* TASKS TO CARRY OUT *
- a) According to the article on zero-downtime database migration, what does PostgreSQL's CREATE INDEX CONCURRENTLY avoid holding?
- b) Carry the article on zero-downtime database migration forward from its last sentence.

* GIVEN PASSAGE *
--- START ---

Database Migration on Live Systems: Expand-Contract Patterns That Avoid Downtime

June 26, 2026#zero-downtime database migration

Sandor Farkas

Founder & Lead Developer

Expert in software development and legacy code optimization

Most teams have a procedure for deploying code changes without downtime. Far fewer have one for schema changes. Yet the database is where zero-downtime database migration plans collapse. A background ALTER TABLE on a 50-million-row table can hold a lock for minutes. Renaming a column breaks the running application the moment the migration commits. Dropping a column works fine - until the old code version, still serving traffic during a rolling deployment, panics because the column is gone.

The expand-contract pattern solves this. It is not a single command or a library; it is a discipline for splitting any schema change into two or more safe, independently deployable steps. Each step leaves the database in a state that works with both the current and the previous version of your application code.

Why Schema Changes Are Different from Code Changes

Code changes are usually reversible in seconds. You roll back a deployment, and the old binary is serving requests again. Schema changes are not: a committed ALTER TABLE stays committed. You can undo it with another migration, but you cannot un-commit it without another round-trip through your deployment pipeline.

This asymmetry means that a schema change and the code that depends on it cannot be deployed atomically, at least not on a live system where you want to keep serving requests throughout. Something has to give. The expand-contract pattern says: let the database temporarily carry both old and new representations, and let code catch up in a separate deployment.

The Three Phases

Expand means adding to the schema without removing anything. New columns are added as nullable or with defaults. New tables are added. New indexes are built concurrently (PostgreSQL supports CREATE INDEX CONCURRENTLY, which does not hold a table lock). Nothing that the current application code uses is touched.

Migrate is the data-movement step. You backfill the new column with values derived from the old one. You copy rows between tables. You populate lookup data. During this phase, both old and new code can run simultaneously because the old column still exists and the new one is already populated. A background job or a batched SQL script handles this; it does not have to run in a single transaction.

Contract is the cleanup phase: removing the old column, dropping the old table, deleting the compatibility code paths. This only runs after you have confirmed that no running application instance reads from or writes to the old structure. In a rolling deployment, that means waiting until 100% of instances have moved to the version that uses the new structure.

A Concrete Example: Renaming a Column

Renaming a column is one of the simplest schema changes and one of the most hazardous if done naively. Here is how expand-contract handles it.

Suppose you have a users table with a full_name column. You want to rename it to display_name.

Step 1 - Expand. Add the new column:

ALTER TABLE users ADD COLUMN display_name VARCHAR(255);

At this point, display_name is null for all rows. The current application still reads and writes full_name and does not notice.

--- END ---

* SUPPLIED RECORDS *
--- START ---

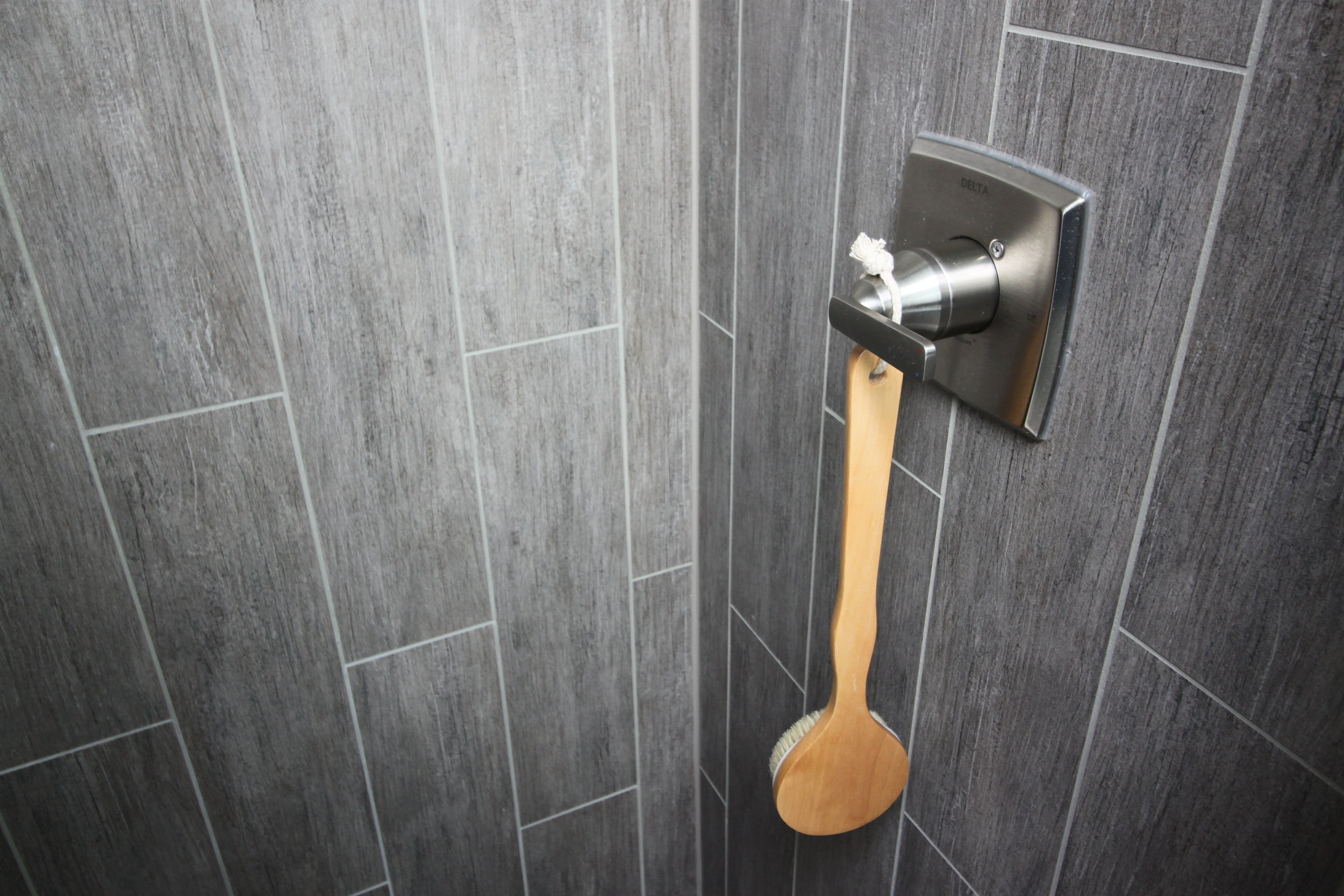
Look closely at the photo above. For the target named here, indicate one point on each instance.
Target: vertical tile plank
(711, 840)
(331, 106)
(590, 852)
(667, 731)
(924, 872)
(434, 735)
(1238, 575)
(116, 819)
(1183, 798)
(913, 66)
(652, 71)
(74, 665)
(522, 92)
(217, 534)
(550, 444)
(117, 159)
(765, 703)
(791, 114)
(718, 156)
(716, 505)
(1218, 31)
(1035, 535)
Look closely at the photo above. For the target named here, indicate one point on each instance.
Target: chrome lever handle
(904, 348)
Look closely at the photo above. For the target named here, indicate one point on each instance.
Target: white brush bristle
(797, 731)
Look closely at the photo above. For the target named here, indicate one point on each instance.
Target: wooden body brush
(842, 768)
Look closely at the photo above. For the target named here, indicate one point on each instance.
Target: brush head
(799, 730)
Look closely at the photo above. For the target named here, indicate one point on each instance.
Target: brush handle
(871, 407)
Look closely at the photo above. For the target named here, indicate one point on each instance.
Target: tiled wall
(1116, 657)
(346, 385)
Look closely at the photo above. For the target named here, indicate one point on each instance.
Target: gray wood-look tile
(651, 49)
(331, 108)
(1182, 797)
(924, 872)
(590, 852)
(116, 819)
(1238, 575)
(434, 738)
(718, 156)
(667, 731)
(863, 857)
(1035, 535)
(765, 703)
(793, 55)
(716, 503)
(119, 163)
(1219, 31)
(711, 841)
(522, 93)
(549, 422)
(76, 666)
(218, 539)
(913, 66)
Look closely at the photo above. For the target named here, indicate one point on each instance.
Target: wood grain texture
(863, 857)
(218, 540)
(74, 665)
(1203, 30)
(434, 738)
(522, 92)
(711, 841)
(589, 852)
(718, 156)
(924, 872)
(549, 424)
(791, 113)
(117, 159)
(1238, 575)
(1035, 535)
(1182, 797)
(716, 505)
(651, 58)
(667, 731)
(116, 819)
(765, 703)
(332, 113)
(913, 66)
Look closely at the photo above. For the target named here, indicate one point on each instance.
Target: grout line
(722, 328)
(1160, 439)
(955, 871)
(706, 776)
(573, 809)
(18, 857)
(539, 340)
(378, 886)
(1124, 49)
(315, 531)
(418, 644)
(49, 328)
(437, 131)
(924, 633)
(625, 434)
(694, 497)
(649, 575)
(826, 363)
(1237, 715)
(906, 470)
(767, 648)
(113, 428)
(999, 73)
(82, 747)
(733, 444)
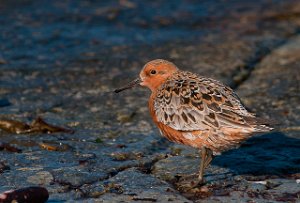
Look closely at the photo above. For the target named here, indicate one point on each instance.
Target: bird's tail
(261, 124)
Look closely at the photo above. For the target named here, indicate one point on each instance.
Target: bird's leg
(206, 158)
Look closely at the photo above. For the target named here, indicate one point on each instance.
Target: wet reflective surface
(62, 60)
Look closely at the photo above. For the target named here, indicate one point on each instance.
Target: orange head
(153, 74)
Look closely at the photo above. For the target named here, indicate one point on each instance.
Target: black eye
(153, 72)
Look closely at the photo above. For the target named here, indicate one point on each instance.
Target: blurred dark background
(60, 60)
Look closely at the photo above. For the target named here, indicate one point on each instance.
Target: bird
(197, 111)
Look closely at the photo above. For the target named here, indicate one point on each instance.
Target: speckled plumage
(197, 111)
(203, 110)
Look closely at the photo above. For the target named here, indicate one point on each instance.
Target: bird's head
(153, 74)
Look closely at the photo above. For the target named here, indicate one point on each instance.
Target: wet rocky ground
(60, 60)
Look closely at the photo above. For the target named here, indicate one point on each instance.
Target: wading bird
(197, 111)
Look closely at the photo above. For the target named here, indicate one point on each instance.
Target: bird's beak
(129, 85)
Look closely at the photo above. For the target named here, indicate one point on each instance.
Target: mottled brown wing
(188, 102)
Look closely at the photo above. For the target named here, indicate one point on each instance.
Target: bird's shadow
(269, 154)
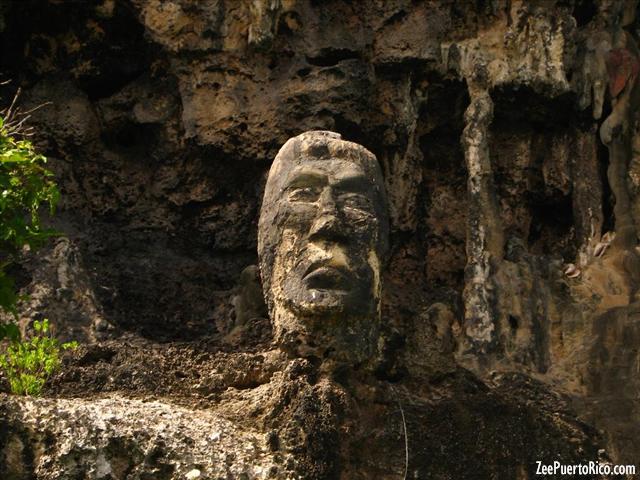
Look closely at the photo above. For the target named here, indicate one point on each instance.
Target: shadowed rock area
(506, 135)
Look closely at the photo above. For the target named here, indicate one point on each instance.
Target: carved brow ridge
(315, 178)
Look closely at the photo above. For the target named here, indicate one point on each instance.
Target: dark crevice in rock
(608, 199)
(329, 57)
(584, 11)
(551, 226)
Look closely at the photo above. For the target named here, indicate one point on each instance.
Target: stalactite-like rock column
(484, 234)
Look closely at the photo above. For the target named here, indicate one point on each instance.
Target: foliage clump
(25, 186)
(29, 363)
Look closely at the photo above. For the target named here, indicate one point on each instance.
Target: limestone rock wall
(506, 131)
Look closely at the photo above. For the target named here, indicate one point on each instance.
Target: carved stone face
(322, 238)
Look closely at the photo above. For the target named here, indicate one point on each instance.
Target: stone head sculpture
(322, 238)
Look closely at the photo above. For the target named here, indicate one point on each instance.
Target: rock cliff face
(507, 134)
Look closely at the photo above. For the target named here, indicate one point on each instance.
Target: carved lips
(321, 275)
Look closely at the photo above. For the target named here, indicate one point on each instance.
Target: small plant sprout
(28, 363)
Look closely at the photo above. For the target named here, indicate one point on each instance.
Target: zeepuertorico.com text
(590, 468)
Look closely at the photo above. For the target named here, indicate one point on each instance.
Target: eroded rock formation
(506, 132)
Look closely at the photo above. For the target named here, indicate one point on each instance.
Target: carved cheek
(298, 216)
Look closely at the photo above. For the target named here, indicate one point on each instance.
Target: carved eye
(356, 202)
(304, 194)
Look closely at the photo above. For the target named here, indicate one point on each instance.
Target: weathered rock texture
(507, 135)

--- END ---

* RESULTS BY TASK *
- a) A table lock.

- b)
Step 2 - Deploy the dual-write code. Ship a version of your application that writes to both full_name and display_name on every write, and reads from full_name (the authoritative source) on every read. This version is backward-compatible: it still works if a previous instance runs alongside it.

Step 3 - Backfill. Copy the data from old to new for existing rows:

UPDATE users SET display_name = full_name WHERE display_name IS NULL;

On a large table, run this in batches rather than in a single transaction to avoid long lock contention. In Symfony, a console command that processes rows in chunks of a few thousand, with a short sleep between batches, is a practical approach. On PostgreSQL you can also use pg_advisory_lock to avoid competing with application writes if writes are infrequent.

Step 4 - Switch reads to the new column. Deploy a version that reads from display_name and continues writing to both. Verify correctness under production traffic. Your old version is no longer running at this point.

Step 5 - Stop writing to the old column. Deploy a version that reads and writes only display_name. The full_name column is now orphaned.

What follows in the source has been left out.